**Object point labels:**
* start *
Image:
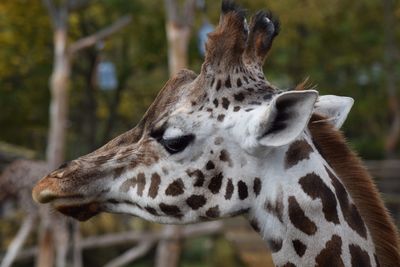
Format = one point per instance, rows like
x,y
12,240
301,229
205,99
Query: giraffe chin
x,y
80,212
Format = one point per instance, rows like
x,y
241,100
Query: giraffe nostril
x,y
44,196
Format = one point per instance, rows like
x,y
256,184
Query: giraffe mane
x,y
332,145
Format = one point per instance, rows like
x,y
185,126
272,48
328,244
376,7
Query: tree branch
x,y
171,10
19,240
100,35
188,12
132,254
74,5
53,13
206,228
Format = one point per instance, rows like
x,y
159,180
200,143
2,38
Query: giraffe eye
x,y
178,144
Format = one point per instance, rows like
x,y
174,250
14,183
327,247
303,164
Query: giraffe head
x,y
196,153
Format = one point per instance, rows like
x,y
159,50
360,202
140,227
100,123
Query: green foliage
x,y
338,44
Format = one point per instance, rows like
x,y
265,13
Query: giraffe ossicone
x,y
226,142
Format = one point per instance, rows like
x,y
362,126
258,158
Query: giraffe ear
x,y
334,108
286,117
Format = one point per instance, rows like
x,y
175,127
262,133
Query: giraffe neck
x,y
305,214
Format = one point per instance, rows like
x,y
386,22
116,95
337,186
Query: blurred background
x,y
100,63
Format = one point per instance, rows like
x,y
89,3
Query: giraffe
x,y
227,142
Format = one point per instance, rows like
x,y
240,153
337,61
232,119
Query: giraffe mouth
x,y
81,212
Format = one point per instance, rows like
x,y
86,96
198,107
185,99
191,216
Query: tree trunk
x,y
178,43
169,249
46,242
59,100
56,142
19,240
390,65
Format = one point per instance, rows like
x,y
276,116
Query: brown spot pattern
x,y
117,172
170,210
199,177
215,102
229,189
213,212
225,103
218,85
349,210
239,97
196,201
299,219
298,151
313,186
215,183
151,211
224,156
154,185
128,184
377,261
359,257
175,188
275,245
331,254
299,247
210,165
228,82
275,209
141,182
242,189
257,186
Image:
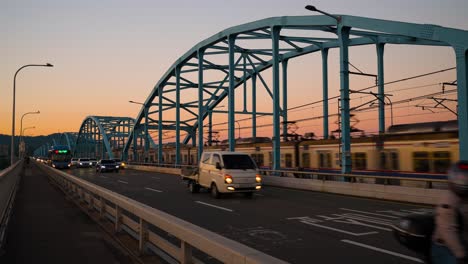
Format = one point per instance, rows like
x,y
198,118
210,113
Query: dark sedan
x,y
107,165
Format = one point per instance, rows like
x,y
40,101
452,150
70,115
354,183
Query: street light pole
x,y
21,126
22,148
12,148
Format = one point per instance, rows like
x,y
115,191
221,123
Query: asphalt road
x,y
293,225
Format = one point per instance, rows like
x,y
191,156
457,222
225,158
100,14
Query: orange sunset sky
x,y
106,53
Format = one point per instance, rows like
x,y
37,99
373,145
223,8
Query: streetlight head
x,y
311,8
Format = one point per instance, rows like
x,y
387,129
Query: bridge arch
x,y
236,56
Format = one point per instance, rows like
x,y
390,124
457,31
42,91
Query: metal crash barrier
x,y
9,184
173,239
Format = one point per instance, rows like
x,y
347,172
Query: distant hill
x,y
32,143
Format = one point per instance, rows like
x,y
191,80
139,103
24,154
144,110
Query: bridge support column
x,y
254,106
177,74
325,92
284,64
160,159
343,34
462,89
146,134
381,90
210,128
201,111
275,34
231,94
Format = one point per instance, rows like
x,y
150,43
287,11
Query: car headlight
x,y
258,178
228,179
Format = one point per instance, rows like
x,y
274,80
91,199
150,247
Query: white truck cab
x,y
225,172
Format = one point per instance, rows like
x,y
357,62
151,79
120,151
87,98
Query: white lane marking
x,y
368,213
154,190
342,231
215,206
382,250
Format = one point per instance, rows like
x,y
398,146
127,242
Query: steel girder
x,y
236,63
102,136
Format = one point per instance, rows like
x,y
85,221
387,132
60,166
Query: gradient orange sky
x,y
109,52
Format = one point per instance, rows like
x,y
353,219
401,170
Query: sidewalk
x,y
46,228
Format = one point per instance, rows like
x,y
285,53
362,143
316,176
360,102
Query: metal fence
x,y
154,230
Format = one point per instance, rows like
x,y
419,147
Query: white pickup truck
x,y
224,172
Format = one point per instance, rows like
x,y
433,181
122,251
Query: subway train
x,y
420,149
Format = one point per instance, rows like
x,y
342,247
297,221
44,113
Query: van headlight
x,y
258,178
228,179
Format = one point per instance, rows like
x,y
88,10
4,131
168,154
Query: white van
x,y
224,172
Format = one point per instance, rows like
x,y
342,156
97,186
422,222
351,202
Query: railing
x,y
9,181
356,178
149,226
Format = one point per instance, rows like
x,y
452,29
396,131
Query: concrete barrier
x,y
377,191
155,169
369,190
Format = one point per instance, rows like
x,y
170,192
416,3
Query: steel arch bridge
x,y
64,139
105,136
217,67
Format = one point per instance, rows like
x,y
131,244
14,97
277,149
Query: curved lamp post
x,y
12,154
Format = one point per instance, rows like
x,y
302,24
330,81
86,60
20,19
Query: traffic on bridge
x,y
234,158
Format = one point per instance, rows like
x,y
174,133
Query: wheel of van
x,y
214,191
194,187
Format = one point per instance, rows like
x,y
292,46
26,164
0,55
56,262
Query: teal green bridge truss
x,y
207,76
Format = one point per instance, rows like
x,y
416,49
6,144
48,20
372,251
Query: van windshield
x,y
238,162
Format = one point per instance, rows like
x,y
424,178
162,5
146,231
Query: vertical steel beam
x,y
201,54
245,83
284,64
462,82
232,83
380,83
177,75
146,108
275,34
210,127
343,34
325,92
160,125
254,106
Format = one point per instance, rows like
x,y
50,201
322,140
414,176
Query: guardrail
x,y
356,178
9,182
143,222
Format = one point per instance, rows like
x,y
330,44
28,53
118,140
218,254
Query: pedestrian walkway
x,y
46,228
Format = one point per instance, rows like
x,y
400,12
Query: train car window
x,y
206,158
359,160
288,160
441,161
216,158
259,159
305,160
421,161
394,160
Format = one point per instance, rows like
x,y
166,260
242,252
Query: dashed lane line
x,y
381,250
153,190
215,206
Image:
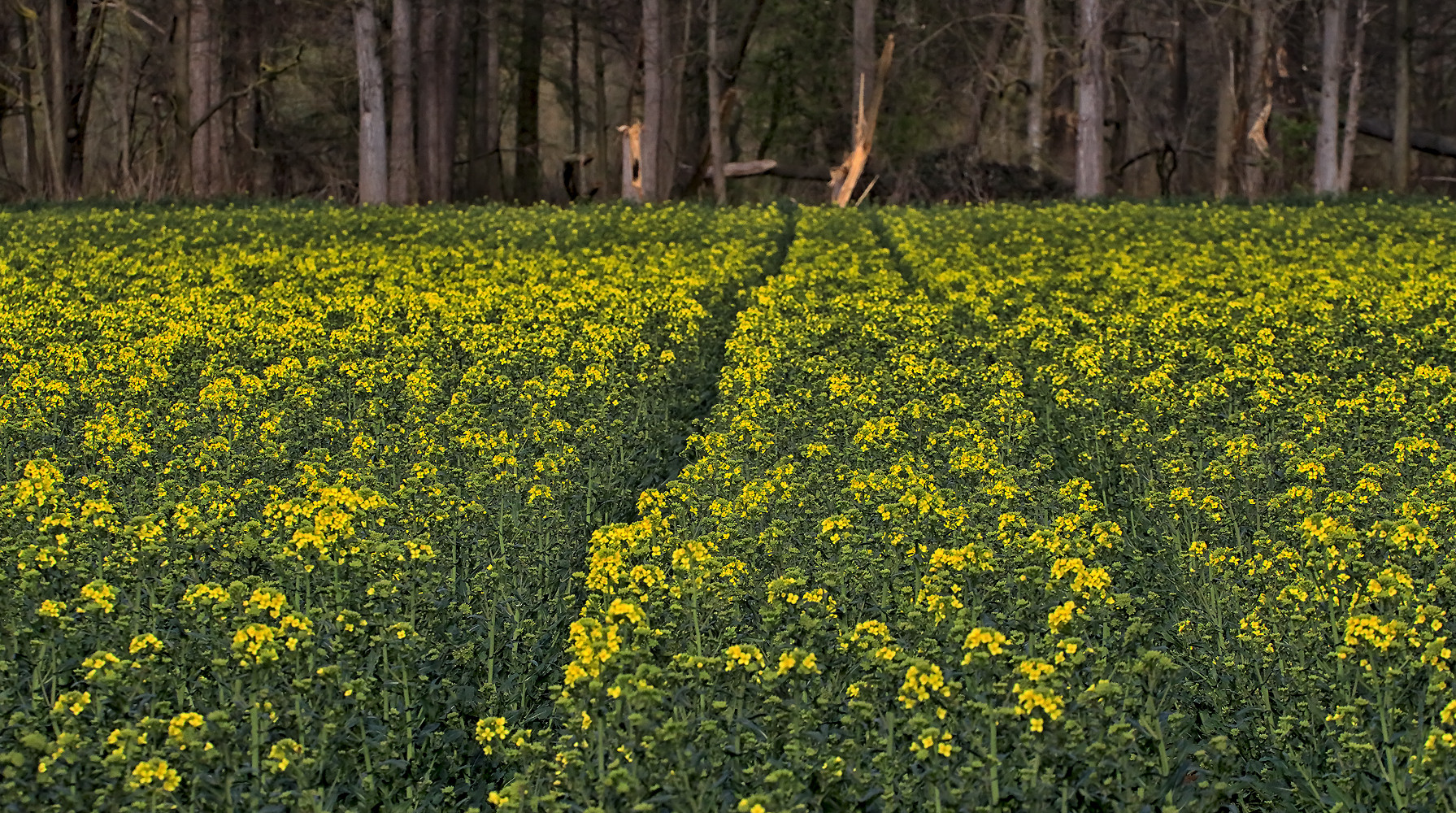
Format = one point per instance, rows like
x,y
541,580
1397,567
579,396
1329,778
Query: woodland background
x,y
411,101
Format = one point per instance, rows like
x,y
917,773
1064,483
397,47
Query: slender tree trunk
x,y
675,88
863,85
1347,154
982,88
1089,101
600,86
715,120
485,112
217,143
202,82
176,147
1178,123
1223,126
373,146
427,98
651,98
63,75
1258,91
528,104
1401,124
574,77
404,185
452,25
29,159
1327,139
1036,79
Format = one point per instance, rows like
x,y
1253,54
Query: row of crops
x,y
980,509
298,502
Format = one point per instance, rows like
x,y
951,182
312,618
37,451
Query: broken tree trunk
x,y
846,175
631,162
1430,143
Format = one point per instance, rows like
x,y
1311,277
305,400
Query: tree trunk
x,y
715,120
600,86
1327,140
528,104
29,158
452,25
1401,119
404,184
1223,126
982,89
204,79
64,80
1089,101
574,77
427,98
373,147
1036,79
1347,154
485,111
863,82
651,99
1258,91
675,88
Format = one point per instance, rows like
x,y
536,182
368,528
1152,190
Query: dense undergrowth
x,y
1076,507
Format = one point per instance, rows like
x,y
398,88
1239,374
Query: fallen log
x,y
1430,143
745,167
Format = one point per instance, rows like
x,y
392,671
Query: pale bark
x,y
63,75
983,86
427,98
485,111
445,132
1327,139
631,162
204,91
1258,91
1036,79
863,85
675,88
1401,119
373,146
574,77
651,136
1347,152
1089,174
600,91
404,185
528,104
1223,134
715,121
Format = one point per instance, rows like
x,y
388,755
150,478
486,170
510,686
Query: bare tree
x,y
528,102
653,123
1258,91
485,110
1347,154
447,76
1327,139
373,147
404,185
1036,79
1089,176
863,57
715,92
1223,134
204,93
598,70
1401,124
428,101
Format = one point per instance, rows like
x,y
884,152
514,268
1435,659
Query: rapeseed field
x,y
762,511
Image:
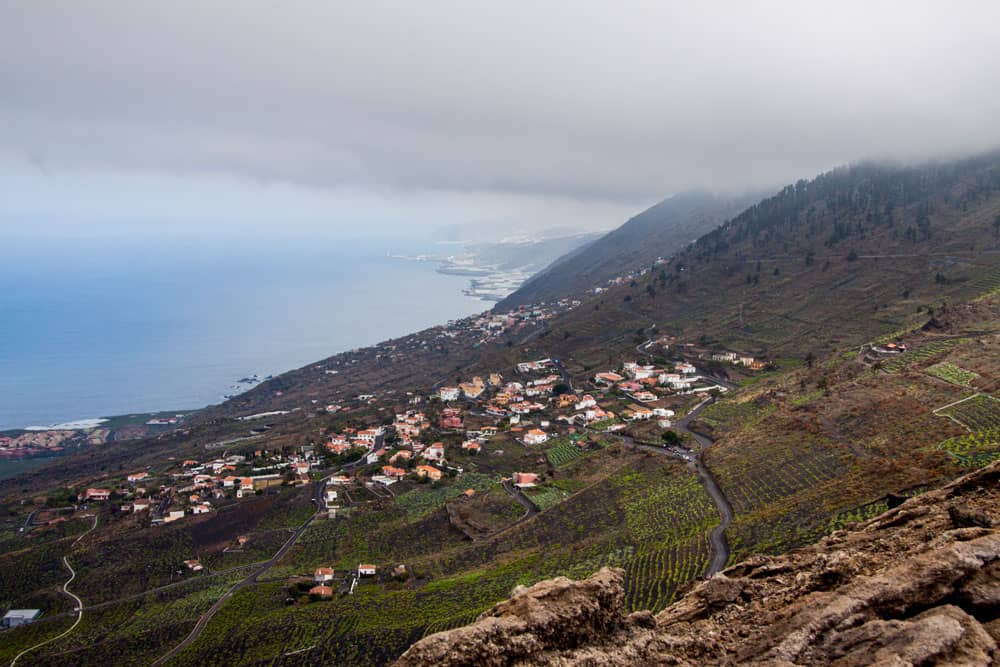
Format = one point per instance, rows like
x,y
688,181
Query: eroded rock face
x,y
918,585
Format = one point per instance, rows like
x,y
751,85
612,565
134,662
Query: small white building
x,y
535,437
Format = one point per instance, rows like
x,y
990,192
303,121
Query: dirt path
x,y
65,589
243,583
717,538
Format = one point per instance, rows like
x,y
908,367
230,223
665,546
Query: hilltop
x,y
659,231
810,365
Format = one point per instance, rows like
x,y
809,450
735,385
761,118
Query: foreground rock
x,y
918,585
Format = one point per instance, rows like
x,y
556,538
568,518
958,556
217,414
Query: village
x,y
456,441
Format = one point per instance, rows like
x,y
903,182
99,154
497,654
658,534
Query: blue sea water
x,y
91,329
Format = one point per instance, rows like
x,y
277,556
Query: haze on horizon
x,y
408,118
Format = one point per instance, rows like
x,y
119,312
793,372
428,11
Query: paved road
x,y
243,583
519,496
717,538
79,603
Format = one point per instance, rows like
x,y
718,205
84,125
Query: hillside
x,y
659,231
854,254
739,463
917,585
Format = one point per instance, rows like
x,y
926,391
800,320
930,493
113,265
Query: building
x,y
16,617
97,494
435,452
392,472
173,515
430,472
324,592
535,436
448,393
525,480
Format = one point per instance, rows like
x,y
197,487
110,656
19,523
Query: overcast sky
x,y
143,116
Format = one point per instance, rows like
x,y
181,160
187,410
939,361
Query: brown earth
x,y
917,585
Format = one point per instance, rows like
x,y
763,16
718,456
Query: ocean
x,y
91,329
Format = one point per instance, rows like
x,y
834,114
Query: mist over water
x,y
98,328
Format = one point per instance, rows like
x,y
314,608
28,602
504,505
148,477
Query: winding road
x,y
243,583
717,538
518,495
65,588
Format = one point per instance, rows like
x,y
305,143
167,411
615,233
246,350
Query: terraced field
x,y
976,449
858,514
976,413
952,373
735,414
564,453
922,353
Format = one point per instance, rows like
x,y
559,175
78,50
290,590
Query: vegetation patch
x,y
924,352
564,453
976,413
952,373
422,501
974,450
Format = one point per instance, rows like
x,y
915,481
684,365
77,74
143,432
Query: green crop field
x,y
952,373
976,413
974,449
922,353
564,453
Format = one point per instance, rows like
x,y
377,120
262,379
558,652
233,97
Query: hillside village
x,y
675,421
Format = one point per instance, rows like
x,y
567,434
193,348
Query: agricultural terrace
x,y
641,512
952,373
733,414
565,452
976,449
784,485
923,353
976,413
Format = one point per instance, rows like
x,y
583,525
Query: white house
x,y
535,437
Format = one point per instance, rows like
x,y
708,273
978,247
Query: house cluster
x,y
649,383
349,439
887,349
738,359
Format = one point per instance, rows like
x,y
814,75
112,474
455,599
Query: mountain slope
x,y
854,254
659,231
917,585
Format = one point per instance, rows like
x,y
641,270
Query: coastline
x,y
181,329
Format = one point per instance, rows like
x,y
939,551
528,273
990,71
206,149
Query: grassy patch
x,y
976,413
975,449
952,373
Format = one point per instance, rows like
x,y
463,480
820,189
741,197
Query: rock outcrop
x,y
918,585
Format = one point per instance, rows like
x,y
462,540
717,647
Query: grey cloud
x,y
612,101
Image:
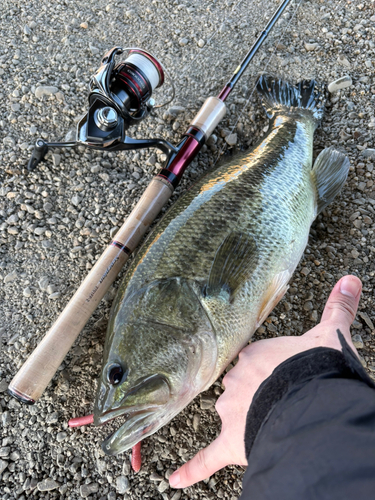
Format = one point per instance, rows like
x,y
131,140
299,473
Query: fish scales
x,y
214,267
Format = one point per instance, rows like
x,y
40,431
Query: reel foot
x,y
38,155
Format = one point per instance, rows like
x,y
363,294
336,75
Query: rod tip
x,y
21,397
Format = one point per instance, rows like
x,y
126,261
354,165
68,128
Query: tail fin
x,y
278,95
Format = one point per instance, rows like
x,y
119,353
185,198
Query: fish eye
x,y
115,373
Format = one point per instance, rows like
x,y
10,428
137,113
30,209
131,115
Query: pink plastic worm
x,y
136,460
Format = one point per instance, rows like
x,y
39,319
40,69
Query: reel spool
x,y
136,78
120,95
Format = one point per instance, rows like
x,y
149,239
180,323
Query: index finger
x,y
205,463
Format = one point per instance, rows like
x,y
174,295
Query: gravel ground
x,y
55,222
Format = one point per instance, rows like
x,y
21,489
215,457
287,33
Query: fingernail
x,y
350,287
174,479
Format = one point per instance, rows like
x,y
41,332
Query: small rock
x,y
10,277
156,477
368,153
15,455
366,319
343,60
52,418
357,341
163,486
341,83
122,484
3,465
3,385
88,489
231,139
43,90
207,402
43,283
4,451
196,421
48,485
60,436
9,142
76,200
311,46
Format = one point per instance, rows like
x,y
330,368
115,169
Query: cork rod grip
x,y
38,370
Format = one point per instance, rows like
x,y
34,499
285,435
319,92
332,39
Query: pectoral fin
x,y
329,173
235,261
274,294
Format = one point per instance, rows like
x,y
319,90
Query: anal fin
x,y
330,172
274,294
235,261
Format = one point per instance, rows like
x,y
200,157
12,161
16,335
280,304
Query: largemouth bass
x,y
214,268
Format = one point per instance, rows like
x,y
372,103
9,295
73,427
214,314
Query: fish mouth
x,y
143,404
140,425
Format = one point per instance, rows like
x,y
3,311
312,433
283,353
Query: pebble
x,y
76,200
368,153
341,83
357,341
43,283
60,436
231,139
311,46
43,90
88,489
163,486
52,418
47,485
207,402
122,484
10,277
4,451
9,142
3,465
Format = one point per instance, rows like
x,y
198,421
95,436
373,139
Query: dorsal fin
x,y
330,172
235,260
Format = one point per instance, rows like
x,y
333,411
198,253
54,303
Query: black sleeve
x,y
310,430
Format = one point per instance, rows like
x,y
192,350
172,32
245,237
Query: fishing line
x,y
267,64
224,147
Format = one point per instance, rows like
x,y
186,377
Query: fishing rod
x,y
120,95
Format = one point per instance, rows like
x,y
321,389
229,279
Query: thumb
x,y
342,304
205,463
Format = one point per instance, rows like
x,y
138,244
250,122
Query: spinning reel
x,y
120,95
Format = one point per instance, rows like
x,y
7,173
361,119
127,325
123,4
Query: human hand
x,y
256,363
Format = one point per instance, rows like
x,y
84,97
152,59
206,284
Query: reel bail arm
x,y
119,96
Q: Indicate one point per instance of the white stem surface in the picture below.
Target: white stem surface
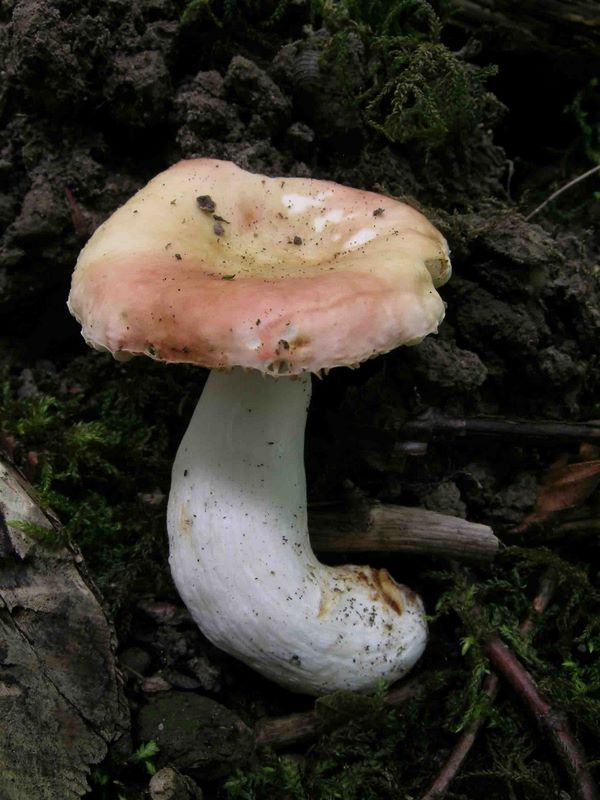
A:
(241, 557)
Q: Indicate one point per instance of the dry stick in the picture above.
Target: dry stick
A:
(490, 688)
(561, 190)
(556, 724)
(374, 527)
(547, 432)
(281, 732)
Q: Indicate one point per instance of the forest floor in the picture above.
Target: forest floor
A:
(391, 96)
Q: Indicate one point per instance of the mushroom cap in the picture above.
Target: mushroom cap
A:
(212, 265)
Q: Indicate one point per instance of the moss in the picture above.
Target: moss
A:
(417, 90)
(97, 441)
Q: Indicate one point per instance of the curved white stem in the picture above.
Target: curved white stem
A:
(241, 557)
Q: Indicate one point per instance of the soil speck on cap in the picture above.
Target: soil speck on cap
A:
(206, 203)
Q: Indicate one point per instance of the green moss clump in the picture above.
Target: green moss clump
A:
(417, 90)
(97, 442)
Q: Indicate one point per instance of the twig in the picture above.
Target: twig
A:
(281, 732)
(554, 722)
(490, 688)
(561, 190)
(547, 432)
(375, 527)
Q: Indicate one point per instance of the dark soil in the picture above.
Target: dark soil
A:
(95, 98)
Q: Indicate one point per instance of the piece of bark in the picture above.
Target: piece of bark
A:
(557, 28)
(61, 702)
(375, 527)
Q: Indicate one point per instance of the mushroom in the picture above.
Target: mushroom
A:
(300, 275)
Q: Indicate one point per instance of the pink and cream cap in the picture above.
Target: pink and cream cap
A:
(212, 265)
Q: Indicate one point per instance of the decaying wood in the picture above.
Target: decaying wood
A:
(282, 732)
(491, 685)
(540, 432)
(557, 28)
(552, 721)
(378, 527)
(60, 696)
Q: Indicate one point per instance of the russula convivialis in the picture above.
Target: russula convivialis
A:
(250, 275)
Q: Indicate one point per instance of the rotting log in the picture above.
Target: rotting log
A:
(377, 527)
(61, 702)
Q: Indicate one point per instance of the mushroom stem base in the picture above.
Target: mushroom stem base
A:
(241, 557)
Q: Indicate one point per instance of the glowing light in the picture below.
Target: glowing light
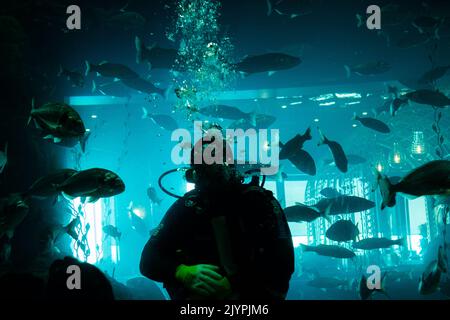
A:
(347, 95)
(325, 104)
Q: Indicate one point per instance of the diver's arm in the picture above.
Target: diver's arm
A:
(158, 260)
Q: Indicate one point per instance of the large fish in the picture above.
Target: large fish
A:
(93, 184)
(330, 251)
(291, 147)
(344, 204)
(431, 178)
(340, 159)
(373, 124)
(431, 277)
(369, 68)
(59, 121)
(46, 186)
(111, 70)
(156, 57)
(268, 62)
(304, 162)
(342, 230)
(226, 112)
(430, 97)
(302, 213)
(377, 243)
(433, 75)
(164, 121)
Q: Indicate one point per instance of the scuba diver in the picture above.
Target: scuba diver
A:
(222, 240)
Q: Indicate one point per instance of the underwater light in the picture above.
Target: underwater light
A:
(325, 104)
(347, 95)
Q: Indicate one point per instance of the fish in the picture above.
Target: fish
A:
(268, 62)
(59, 121)
(373, 124)
(110, 70)
(293, 145)
(431, 277)
(327, 283)
(45, 186)
(330, 193)
(164, 121)
(342, 230)
(428, 179)
(339, 156)
(344, 204)
(304, 162)
(115, 89)
(76, 78)
(433, 75)
(112, 231)
(92, 184)
(13, 210)
(396, 104)
(430, 97)
(330, 251)
(302, 213)
(259, 121)
(377, 243)
(369, 68)
(155, 57)
(151, 193)
(145, 86)
(226, 112)
(352, 159)
(365, 293)
(3, 158)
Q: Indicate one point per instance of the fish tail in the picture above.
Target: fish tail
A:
(139, 46)
(145, 113)
(83, 141)
(322, 138)
(348, 72)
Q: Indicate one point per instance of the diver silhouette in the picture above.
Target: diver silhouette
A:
(222, 240)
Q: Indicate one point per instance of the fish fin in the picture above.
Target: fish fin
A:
(348, 72)
(61, 71)
(145, 113)
(83, 141)
(88, 68)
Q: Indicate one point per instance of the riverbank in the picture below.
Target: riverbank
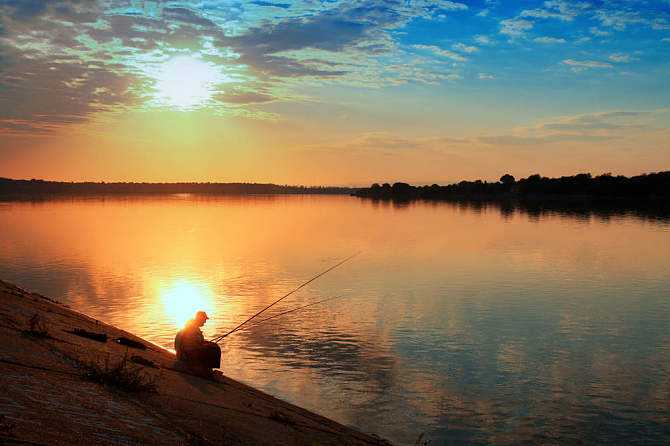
* end *
**GOAL OF THE EXERCISE:** How many lines in the entries above contain the string "reel"? Case counts; reply with the number alone.

**WRITTEN SOLUTION:** 4